++++ Text shown
Hannah Höch, Whitechapel Gallery

Two large collages bookend Hannah Höch’s career. First, the cumbersomely titled “Schnitt mit dem Küchenmesser Dada durch die letzte Weimarer Bierbauchkulturepoche Deutschlands” (“Cut with the Dada Kitchen Knife through the Last Weimar Beer-Belly Cultural Epoch in Germany”, not on show in this exhibition), a centrifugal spray of creation which made her reputation when it was exhibited at the First International Dada Fair in Berlin in 1920; and, half a century later, the grid-like “Lebensbild” (“Life Portrait”, 1972–3). Together they display this astonishing artist’s many preoccupations and her range of approaches.

Born in 1889 into comfortable upper-middle-class circumstances, Höch arrived in Berlin to study at the School of Arts and Crafts, in the feminine disciplines of glass design and embroidery. The good girl soon vanished in Berlin’s post-war ferment, however, as she began a relationship with Raoul Hausmann, then at the centre of the Weimar Dadaists. In the early pieces, one can feel the young artist’s excitement as she drinks in influences – Henri Matisse, Raoul Dufy, then the Fauves, Paul Klee, the Russian Constructivists. Her chosen medium swiftly became collage, and, more specifically, photomontage, as the new print culture made cheap photographs available to recycle into art. Höch’s originality was to take the rhythms and patterns from her applied-arts background, and splice onto it the compulsions and concerns of modernism. “Weiße Form” (“White Form”), in 1919, is underpinned by Constructivist theory, but the forms, which themselves resemble sewing patterns, are laid out in an almost Cubist shape, pressed over a delicate spider-web tracery of embroidery. It was a powerful statement of intent. “I would like”, she wrote, “to blur the firm borders that we human beings, cocksure as we are, are inclined to erect around everything.” And she did.

The same year, “Porträt Gerhard Hauptmann”, a collage depiction of the playwright and Nobel Prize-winner, continued her anatomization, now not merely of art-forms, but of cultural achievement. A famous photograph of the Dada Fair in 1920 showed Raoul Hausmann ready to declaim, with Höch by his side, leaning in submissively, head inclined, shoulders bowed. But it is her collage, not his, that hangs in the background. Her portrait of Gerhard Hauptmann suggests that this gender inequality had long been clear to her: Hauptmann’s head is divided in two, his unsmiling mouth and eyes bracketing another, smiling, female mouth and eyes. “Da-Dandy” shows a man’s profile in red and yellow; inside, his head too is filled with women.
++++++++
++++ Records supplied
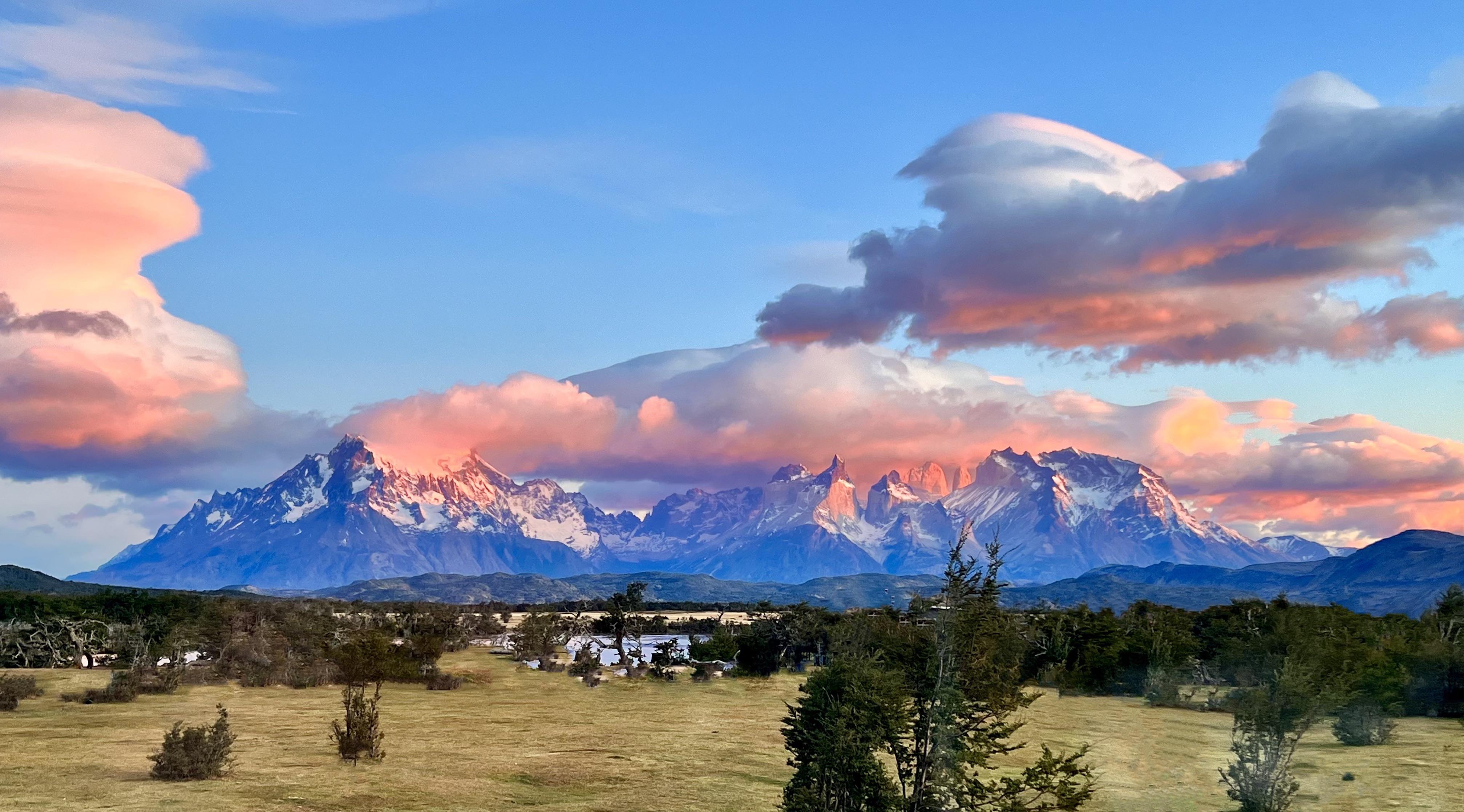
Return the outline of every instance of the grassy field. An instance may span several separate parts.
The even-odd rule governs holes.
[[[788,777],[779,720],[798,679],[612,680],[586,689],[483,650],[444,666],[479,682],[455,692],[386,686],[386,759],[348,767],[326,740],[329,688],[187,686],[129,705],[73,705],[61,691],[105,673],[31,672],[47,695],[0,714],[0,809],[517,809],[574,812],[776,809]],[[224,702],[237,765],[220,781],[148,778],[174,720],[211,721]],[[1230,717],[1136,699],[1044,696],[1023,730],[1092,745],[1102,812],[1221,811]],[[1464,809],[1464,727],[1403,720],[1398,742],[1342,748],[1318,730],[1299,753],[1301,812]],[[1356,781],[1342,781],[1344,771]]]

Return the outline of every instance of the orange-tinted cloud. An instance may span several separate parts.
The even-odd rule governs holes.
[[[1464,531],[1464,443],[1366,416],[1312,423],[1285,401],[1176,391],[1127,407],[1034,395],[955,360],[883,347],[748,344],[634,358],[553,382],[367,407],[347,427],[425,462],[474,449],[507,471],[589,481],[608,506],[671,487],[731,487],[839,454],[861,487],[925,461],[978,464],[997,448],[1078,446],[1149,464],[1212,518],[1253,534],[1376,538],[1427,524]],[[660,483],[616,486],[615,483]],[[634,493],[634,496],[625,496]],[[615,503],[615,499],[625,499]]]
[[[102,473],[146,489],[319,427],[250,404],[233,342],[168,313],[141,274],[145,255],[198,231],[182,184],[203,165],[196,140],[139,113],[0,91],[6,473]],[[274,432],[237,436],[265,423]]]
[[[1370,358],[1464,347],[1464,300],[1364,307],[1335,293],[1405,279],[1419,241],[1464,222],[1464,108],[1382,108],[1318,75],[1243,162],[1176,173],[1076,127],[988,116],[906,165],[937,225],[874,231],[854,287],[796,285],[770,341],[938,350],[1028,345],[1154,364]]]

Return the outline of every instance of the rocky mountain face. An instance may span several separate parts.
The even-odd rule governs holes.
[[[761,486],[672,495],[641,519],[552,480],[515,483],[477,455],[420,471],[346,437],[264,487],[199,500],[152,540],[72,578],[195,590],[319,590],[426,572],[802,582],[938,572],[965,521],[976,541],[1000,531],[1006,576],[1017,582],[1110,563],[1244,566],[1318,555],[1301,538],[1268,546],[1199,521],[1154,471],[1076,449],[998,451],[974,473],[927,462],[890,471],[864,499],[834,456],[817,474],[786,465]]]
[[[941,505],[974,535],[1000,535],[1012,578],[1072,578],[1107,563],[1246,566],[1291,560],[1190,515],[1149,468],[1066,448],[1032,456],[993,452],[975,481]]]
[[[517,484],[476,455],[410,471],[346,437],[265,487],[196,502],[151,541],[72,578],[306,590],[423,572],[572,575],[596,569],[605,537],[638,524],[549,480]]]
[[[1256,544],[1278,556],[1285,556],[1287,560],[1326,560],[1357,552],[1354,547],[1328,547],[1300,535],[1266,535],[1256,538]]]

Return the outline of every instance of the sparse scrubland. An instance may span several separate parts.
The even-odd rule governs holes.
[[[461,689],[382,688],[389,756],[357,767],[341,762],[328,739],[329,721],[341,715],[338,688],[184,685],[126,705],[76,705],[54,695],[100,688],[107,673],[23,672],[45,695],[0,717],[0,806],[772,811],[792,774],[779,720],[802,674],[610,679],[586,689],[483,648],[447,654],[442,666],[468,677]],[[148,780],[163,733],[177,720],[211,720],[220,702],[239,737],[233,771],[215,781]],[[1091,745],[1098,793],[1085,809],[1234,808],[1217,775],[1227,762],[1230,714],[1044,691],[1022,717],[1020,740]],[[1342,781],[1344,772],[1357,780]],[[1378,748],[1350,748],[1316,727],[1301,740],[1296,774],[1300,812],[1448,811],[1464,796],[1464,727],[1401,718],[1394,742]]]
[[[0,806],[1282,812],[1464,797],[1464,727],[1448,718],[1464,713],[1464,591],[1417,620],[1284,597],[1010,612],[998,594],[998,571],[959,555],[905,610],[764,606],[735,623],[671,623],[634,585],[511,631],[502,607],[0,594],[18,698],[0,714]],[[698,636],[653,653],[651,631]],[[483,636],[498,644],[468,645]],[[110,667],[59,667],[75,663]],[[149,759],[174,780],[148,780]]]

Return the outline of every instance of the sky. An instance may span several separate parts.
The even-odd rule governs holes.
[[[1464,531],[1464,9],[1183,6],[0,3],[0,560],[346,430],[608,508],[1079,445]]]

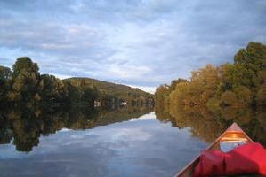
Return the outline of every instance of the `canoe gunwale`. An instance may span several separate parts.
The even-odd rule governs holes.
[[[242,128],[239,127],[239,126],[237,123],[233,123],[230,127],[228,127],[214,142],[213,142],[205,150],[211,150],[214,147],[214,145],[217,144],[217,142],[220,142],[220,141],[222,139],[222,137],[229,133],[232,134],[239,134],[243,135],[245,138],[246,138],[247,142],[253,142],[254,141],[242,130]],[[237,139],[237,138],[236,138]],[[182,174],[184,174],[188,170],[189,170],[193,165],[198,163],[200,158],[200,155],[198,155],[196,158],[194,158],[192,161],[190,161],[183,169],[181,169],[177,174],[174,175],[174,177],[181,177]],[[192,170],[192,169],[190,169]]]

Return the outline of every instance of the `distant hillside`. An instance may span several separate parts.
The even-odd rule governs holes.
[[[64,81],[70,81],[71,84],[78,87],[94,87],[100,91],[102,96],[109,97],[109,100],[111,97],[116,102],[126,102],[132,105],[153,104],[152,94],[136,88],[91,78],[74,77],[65,79]]]

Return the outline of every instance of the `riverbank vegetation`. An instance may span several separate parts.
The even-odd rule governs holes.
[[[233,64],[207,65],[189,80],[161,85],[155,99],[157,119],[180,128],[190,127],[206,142],[237,122],[266,144],[266,46],[251,42],[237,52]]]
[[[0,104],[78,104],[113,107],[153,104],[153,96],[138,88],[89,78],[60,80],[41,74],[36,63],[19,58],[12,69],[0,65]]]
[[[207,65],[156,90],[157,104],[260,106],[266,104],[266,46],[251,42],[235,55],[234,63]]]

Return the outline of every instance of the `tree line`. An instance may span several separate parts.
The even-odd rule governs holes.
[[[240,49],[234,63],[207,65],[191,72],[189,80],[173,80],[157,88],[156,106],[257,107],[266,104],[266,46],[250,42]]]
[[[106,90],[97,88],[99,84],[87,82],[87,78],[60,80],[51,74],[41,74],[36,63],[30,58],[18,58],[12,69],[0,65],[0,104],[24,104],[35,106],[39,104],[50,105],[81,104],[113,106],[124,99],[144,104],[153,101],[150,94],[126,87],[126,97],[121,94],[106,94]],[[93,80],[93,79],[91,79]],[[94,83],[101,81],[93,80]],[[101,81],[104,82],[104,81]],[[106,85],[116,85],[104,82]],[[122,85],[120,86],[120,88]],[[125,86],[123,86],[125,87]],[[122,88],[123,88],[122,87]],[[118,88],[113,87],[112,90]],[[112,92],[110,90],[110,92]]]

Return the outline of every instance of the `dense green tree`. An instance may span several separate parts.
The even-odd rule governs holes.
[[[38,88],[43,101],[60,103],[67,96],[63,81],[53,75],[42,74]]]
[[[40,73],[37,64],[33,63],[28,57],[19,58],[12,69],[9,97],[16,102],[32,104],[38,101]]]
[[[9,90],[9,80],[12,72],[8,67],[0,65],[0,103],[6,102],[7,92]]]

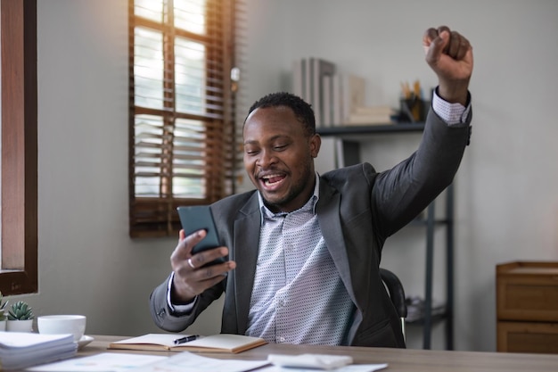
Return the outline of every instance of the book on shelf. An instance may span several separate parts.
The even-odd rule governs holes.
[[[23,369],[71,358],[78,343],[72,335],[0,332],[0,370]]]
[[[335,63],[322,58],[310,58],[312,65],[312,101],[316,127],[324,127],[324,79],[335,73]]]
[[[397,110],[390,106],[355,107],[349,114],[344,125],[382,125],[394,124]]]
[[[238,353],[267,343],[259,337],[219,334],[200,336],[193,341],[176,344],[175,340],[185,335],[147,334],[111,343],[109,349]]]
[[[332,121],[332,82],[335,63],[323,58],[302,58],[292,62],[292,93],[312,106],[316,126]]]

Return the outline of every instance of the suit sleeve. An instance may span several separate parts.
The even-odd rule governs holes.
[[[465,125],[448,126],[431,110],[418,149],[382,172],[373,188],[381,234],[388,237],[414,219],[453,181],[471,134]]]

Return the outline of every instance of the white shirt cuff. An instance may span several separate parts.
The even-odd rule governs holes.
[[[195,305],[196,301],[198,300],[198,296],[195,296],[192,302],[187,303],[185,305],[175,305],[170,301],[170,291],[172,288],[172,281],[175,277],[175,272],[170,273],[170,277],[168,278],[168,283],[167,284],[167,304],[168,304],[168,308],[173,313],[178,314],[188,314],[193,309],[193,305]]]
[[[442,120],[448,126],[455,126],[466,122],[469,112],[471,112],[471,102],[467,107],[461,103],[450,103],[438,95],[438,88],[434,89],[432,95],[432,109]]]

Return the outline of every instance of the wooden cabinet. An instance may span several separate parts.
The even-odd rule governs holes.
[[[496,266],[498,351],[558,353],[558,262]]]

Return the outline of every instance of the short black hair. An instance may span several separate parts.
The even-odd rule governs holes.
[[[299,121],[304,126],[308,136],[316,134],[316,117],[312,106],[298,95],[288,92],[271,93],[261,97],[250,108],[246,119],[256,109],[277,106],[285,106],[292,110]],[[246,123],[246,119],[244,119],[244,123]]]

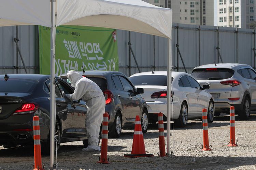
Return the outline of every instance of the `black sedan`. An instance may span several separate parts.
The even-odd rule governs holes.
[[[136,115],[141,118],[142,133],[147,130],[147,106],[141,94],[142,88],[136,88],[127,77],[119,71],[86,71],[79,73],[94,82],[106,98],[105,112],[109,114],[109,133],[110,137],[119,137],[122,128],[130,128]],[[67,74],[59,75],[67,80]]]
[[[0,75],[0,146],[33,144],[33,117],[38,116],[42,153],[49,154],[50,81],[49,75],[41,74]],[[74,91],[64,80],[56,77],[55,84],[57,148],[61,143],[79,140],[87,147],[85,102],[66,97]]]

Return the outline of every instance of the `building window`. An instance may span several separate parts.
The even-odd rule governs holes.
[[[195,7],[195,2],[190,2],[190,7],[194,8]]]
[[[191,17],[190,18],[190,22],[191,23],[195,23],[195,17]]]
[[[250,12],[254,12],[254,7],[250,7]]]
[[[190,15],[195,15],[195,10],[190,10]]]

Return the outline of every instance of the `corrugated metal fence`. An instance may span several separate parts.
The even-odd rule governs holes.
[[[246,64],[255,68],[253,30],[176,23],[173,23],[172,26],[174,71],[185,71],[180,56],[189,73],[196,66],[221,63],[222,60],[223,63]],[[0,27],[0,74],[16,73],[17,70],[18,73],[25,73],[19,56],[17,65],[16,63],[16,46],[13,40],[16,37],[16,28]],[[18,28],[18,44],[28,72],[38,73],[38,27],[22,26]],[[118,30],[117,36],[119,70],[127,76],[138,72],[132,53],[129,52],[129,32]],[[166,38],[131,32],[130,39],[141,72],[167,70]]]

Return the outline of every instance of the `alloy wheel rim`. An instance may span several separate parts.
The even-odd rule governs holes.
[[[141,118],[141,126],[143,130],[147,129],[148,124],[147,116],[146,114],[143,113]]]
[[[213,107],[213,104],[212,102],[210,102],[209,105],[208,110],[209,111],[209,118],[211,121],[213,120],[214,115],[214,107]]]
[[[247,116],[249,116],[250,114],[250,104],[247,100],[245,101],[245,114]]]
[[[54,142],[56,145],[55,147],[55,151],[56,150],[57,151],[59,150],[60,144],[60,132],[59,125],[58,123],[57,123],[56,128],[56,131],[54,134]]]
[[[186,105],[184,104],[182,107],[182,121],[184,124],[186,124],[187,123],[187,109]]]
[[[121,119],[119,116],[118,116],[116,117],[116,132],[118,134],[120,134],[121,132]]]

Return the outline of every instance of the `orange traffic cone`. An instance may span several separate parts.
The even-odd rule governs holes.
[[[125,154],[124,156],[132,158],[153,156],[153,154],[146,154],[141,125],[139,116],[136,116],[135,121],[131,154]]]
[[[234,128],[234,107],[230,107],[230,141],[228,142],[228,147],[237,146],[237,141],[236,143]]]
[[[208,136],[208,123],[207,122],[207,110],[203,108],[203,151],[211,151],[211,145],[209,145],[209,138]]]

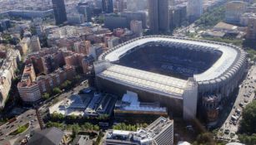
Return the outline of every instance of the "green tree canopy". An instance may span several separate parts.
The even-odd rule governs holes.
[[[242,113],[243,118],[240,123],[241,133],[252,134],[256,133],[256,101],[248,104]]]
[[[62,93],[62,90],[59,88],[56,87],[56,88],[53,88],[53,94],[58,94]]]
[[[48,93],[44,93],[44,94],[43,94],[42,98],[43,98],[43,99],[48,99],[50,98],[50,94],[48,94]]]

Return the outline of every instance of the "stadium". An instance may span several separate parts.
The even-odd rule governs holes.
[[[136,38],[110,49],[94,64],[96,85],[122,96],[159,101],[173,114],[194,118],[208,95],[227,98],[246,70],[246,52],[226,43],[167,36]]]

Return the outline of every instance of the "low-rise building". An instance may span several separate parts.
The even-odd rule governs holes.
[[[136,132],[108,130],[103,144],[173,145],[173,121],[160,117],[146,128],[138,128]]]
[[[33,51],[38,51],[41,50],[39,38],[37,36],[33,36],[31,38],[31,48]]]
[[[256,17],[248,20],[246,38],[256,40]]]
[[[57,103],[49,108],[50,114],[58,113],[65,116],[98,117],[103,114],[110,115],[116,102],[116,97],[110,94],[91,93],[85,89],[83,94],[73,94],[69,98]]]
[[[159,116],[168,116],[166,107],[160,107],[160,104],[139,102],[136,93],[127,91],[123,94],[122,100],[118,100],[115,104],[114,116],[117,119],[124,119],[132,117],[135,118],[147,117],[158,118]]]
[[[12,80],[16,76],[15,70],[21,60],[18,50],[8,48],[8,51],[0,51],[0,109],[5,105],[11,89]]]
[[[74,68],[63,67],[50,74],[36,76],[33,65],[28,64],[25,66],[22,80],[18,84],[20,97],[27,104],[34,104],[40,100],[43,93],[50,93],[67,80],[72,80],[74,75]]]

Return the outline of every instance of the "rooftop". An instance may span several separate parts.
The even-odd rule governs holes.
[[[180,99],[187,84],[187,80],[118,65],[113,65],[98,76]]]
[[[141,103],[138,100],[138,94],[128,91],[123,94],[122,102],[116,104],[115,109],[130,110],[130,111],[147,111],[147,112],[163,112],[167,114],[165,107],[160,107],[158,103]]]
[[[59,145],[64,133],[57,128],[50,128],[35,131],[33,134],[28,145]]]
[[[137,132],[109,130],[106,133],[107,141],[119,140],[121,142],[128,141],[132,143],[140,143],[140,144],[143,143],[153,143],[155,137],[157,137],[163,129],[173,124],[173,120],[160,117],[146,128],[138,129]]]
[[[172,44],[177,44],[180,46],[186,46],[191,47],[192,46],[195,47],[195,49],[205,49],[208,51],[219,51],[223,54],[220,58],[206,71],[202,74],[195,75],[194,78],[198,82],[203,81],[210,81],[212,80],[216,80],[218,77],[221,77],[228,72],[235,71],[233,67],[238,67],[241,65],[241,62],[245,59],[245,52],[239,47],[235,46],[232,46],[229,44],[215,42],[215,41],[203,41],[203,40],[193,40],[188,38],[178,38],[178,37],[172,37],[172,36],[143,36],[133,39],[132,41],[127,41],[123,43],[116,47],[108,51],[107,52],[103,53],[100,57],[99,60],[106,60],[111,62],[117,61],[119,60],[126,53],[128,53],[130,50],[133,48],[142,46],[148,42],[169,42]],[[120,66],[115,66],[121,68]],[[122,67],[124,69],[124,67]],[[139,73],[146,73],[141,72],[141,70],[128,68],[126,71],[133,71],[133,72],[127,72],[129,75],[136,75]],[[113,76],[118,75],[120,79],[128,79],[128,74],[119,75],[117,72],[111,72],[110,70],[107,70],[105,72],[105,75]],[[233,74],[233,72],[230,72]],[[159,76],[159,75],[158,75]],[[132,79],[132,78],[131,78]],[[139,79],[139,78],[138,78]],[[119,81],[123,81],[122,80]],[[129,80],[128,80],[129,81]],[[138,84],[137,81],[129,82],[133,84]],[[178,90],[177,92],[179,92]]]

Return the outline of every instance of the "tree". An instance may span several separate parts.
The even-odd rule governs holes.
[[[72,82],[70,80],[66,80],[64,83],[61,85],[61,88],[63,89],[70,89],[72,86]]]
[[[78,81],[79,81],[81,80],[81,76],[79,75],[77,75],[76,76],[75,76],[75,80],[78,82]]]
[[[43,94],[42,98],[43,98],[43,99],[48,99],[50,98],[50,94],[48,94],[48,93],[44,93],[44,94]]]
[[[75,114],[72,114],[72,115],[68,116],[68,119],[70,119],[70,120],[76,120],[77,119],[77,116]]]
[[[53,113],[51,115],[53,120],[62,120],[65,118],[65,116],[62,114]]]
[[[252,134],[252,135],[240,134],[238,135],[238,139],[242,143],[247,145],[254,145],[256,143],[256,134]]]
[[[197,137],[196,142],[194,142],[193,144],[214,145],[216,143],[213,141],[213,134],[211,133],[203,133]]]
[[[53,94],[58,94],[62,93],[62,90],[59,88],[55,87],[55,88],[53,88]]]
[[[242,120],[239,126],[241,133],[248,135],[256,133],[256,101],[248,104],[242,113]]]

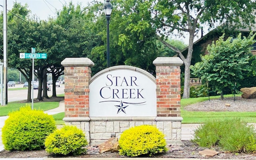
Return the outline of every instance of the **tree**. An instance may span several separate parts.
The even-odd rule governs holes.
[[[124,22],[126,31],[136,32],[140,40],[143,41],[148,36],[152,36],[147,34],[147,31],[151,33],[152,29],[154,30],[157,33],[155,37],[177,53],[183,61],[185,77],[183,98],[189,98],[190,67],[193,43],[203,25],[208,25],[213,27],[216,24],[221,24],[223,27],[228,27],[230,29],[232,27],[244,28],[249,24],[255,23],[256,3],[253,0],[117,0],[116,2],[117,6],[114,6],[114,8],[121,10],[122,16],[126,19]],[[148,12],[150,14],[149,15]],[[174,31],[180,36],[183,36],[185,33],[189,35],[186,56],[165,41],[165,37]],[[128,40],[130,35],[126,35],[126,39]],[[125,39],[120,41],[126,42]],[[126,45],[130,44],[126,43]]]
[[[224,35],[208,45],[209,54],[202,56],[201,62],[191,66],[192,74],[207,82],[214,91],[221,93],[222,100],[224,88],[231,90],[236,85],[239,87],[239,80],[244,78],[243,72],[250,71],[249,60],[252,55],[249,47],[255,43],[256,33],[252,32],[243,38],[240,33],[237,39],[229,37],[226,41]]]

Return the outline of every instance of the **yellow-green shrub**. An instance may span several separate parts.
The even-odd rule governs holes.
[[[119,140],[121,155],[135,157],[143,154],[149,156],[167,150],[164,134],[156,127],[142,125],[127,129]]]
[[[45,140],[46,150],[55,154],[79,155],[86,153],[88,143],[82,131],[76,126],[65,125],[55,131]]]
[[[230,152],[256,152],[254,128],[239,119],[207,122],[195,131],[192,141],[201,146],[218,146]]]
[[[8,115],[2,129],[3,144],[7,150],[43,148],[45,138],[56,129],[52,116],[32,110],[28,104]]]

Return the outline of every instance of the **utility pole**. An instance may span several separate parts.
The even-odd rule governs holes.
[[[4,91],[3,105],[8,103],[7,98],[7,0],[3,0],[4,35]]]

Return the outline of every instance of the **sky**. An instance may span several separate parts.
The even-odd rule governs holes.
[[[3,5],[4,1],[0,0],[0,4]],[[88,3],[92,2],[92,0],[16,0],[18,2],[20,3],[22,5],[26,3],[28,5],[28,8],[31,11],[32,14],[36,14],[40,20],[46,20],[50,16],[55,17],[56,10],[60,10],[62,8],[62,5],[69,3],[72,1],[73,3],[76,4],[80,4],[83,7],[87,6]],[[11,10],[13,3],[15,0],[7,0],[7,9]],[[2,11],[3,8],[0,7],[0,10]]]
[[[0,0],[0,4],[3,6],[4,1]],[[28,6],[28,9],[31,11],[32,15],[36,14],[40,20],[46,20],[49,16],[56,17],[56,10],[59,10],[62,9],[62,5],[65,3],[68,4],[72,1],[74,4],[79,4],[82,7],[87,6],[88,3],[92,1],[92,0],[16,0],[18,2],[20,3],[22,5],[26,3]],[[102,0],[103,2],[105,0]],[[12,8],[14,2],[15,0],[7,0],[7,9],[10,10]],[[3,10],[3,8],[0,7],[0,11]],[[171,38],[182,41],[185,43],[188,44],[188,35],[185,37],[180,37],[172,36]],[[197,38],[198,39],[198,38]],[[197,39],[196,38],[196,39]],[[194,41],[195,41],[195,40]]]

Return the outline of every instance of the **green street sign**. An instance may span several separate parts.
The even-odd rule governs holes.
[[[20,53],[20,58],[29,59],[46,59],[46,53]]]

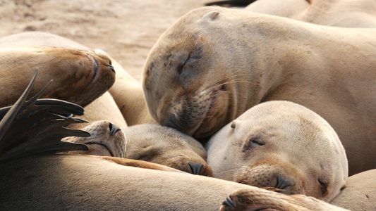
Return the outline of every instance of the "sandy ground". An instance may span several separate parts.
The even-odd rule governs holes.
[[[140,79],[146,57],[179,17],[210,0],[0,0],[0,37],[42,31],[102,49]]]

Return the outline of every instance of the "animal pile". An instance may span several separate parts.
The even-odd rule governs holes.
[[[1,38],[0,210],[376,210],[375,27],[371,0],[204,6],[141,83],[55,34]]]

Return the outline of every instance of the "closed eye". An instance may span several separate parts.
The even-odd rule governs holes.
[[[248,141],[243,146],[243,152],[246,152],[250,149],[265,145],[265,142],[260,136],[254,136],[250,138]]]

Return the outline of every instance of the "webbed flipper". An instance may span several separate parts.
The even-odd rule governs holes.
++++++++
### Set exercise 1
Please copy the passage of the Höch review starting at "Two large collages" and ending at "range of approaches.".
### Set exercise 2
How many lines of the entries contain the string "orange"? Reply with the number only.
The Höch review and the entries have no connection to each other.

### Exercise result 1
Two large collages bookend Hannah Höch’s career. First, the cumbersomely titled “Schnitt mit dem Küchenmesser Dada durch die letzte Weimarer Bierbauchkulturepoche Deutschlands” (“Cut with the Dada Kitchen Knife through the Last Weimar Beer-Belly Cultural Epoch in Germany”, not on show in this exhibition), a centrifugal spray of creation which made her reputation when it was exhibited at the First International Dada Fair in Berlin in 1920; and, half a century later, the grid-like “Lebensbild” (“Life Portrait”, 1972–3). Together they display this astonishing artist’s many preoccupations and her range of approaches.

### Exercise result 2
2